§ THE TASK
Reproduce the entries in full. Exclude all images from the copy.

-------- RECORDS FOR PROCESSING --------

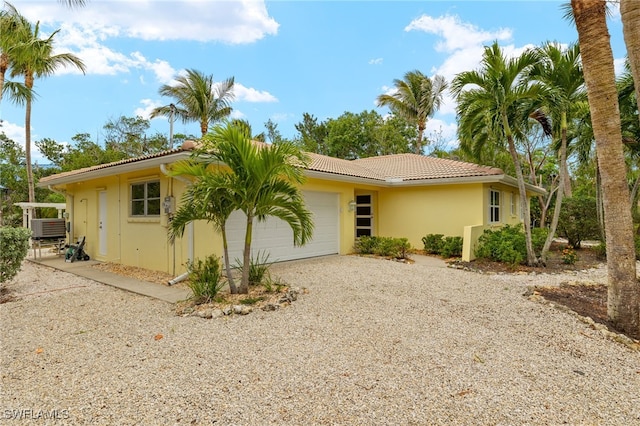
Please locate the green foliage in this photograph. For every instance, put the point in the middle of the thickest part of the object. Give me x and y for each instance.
(14, 245)
(569, 256)
(433, 243)
(442, 246)
(508, 244)
(397, 248)
(601, 251)
(258, 268)
(451, 247)
(578, 220)
(205, 278)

--------

§ OUTPUT OF THE EXERCISE
Please locate the green foliage in this photograph. For every instance, put the point in the middle of the thickest part of the object. Give me x and y for each instance.
(14, 245)
(569, 256)
(433, 243)
(442, 246)
(508, 244)
(397, 248)
(601, 251)
(258, 268)
(451, 247)
(578, 220)
(205, 278)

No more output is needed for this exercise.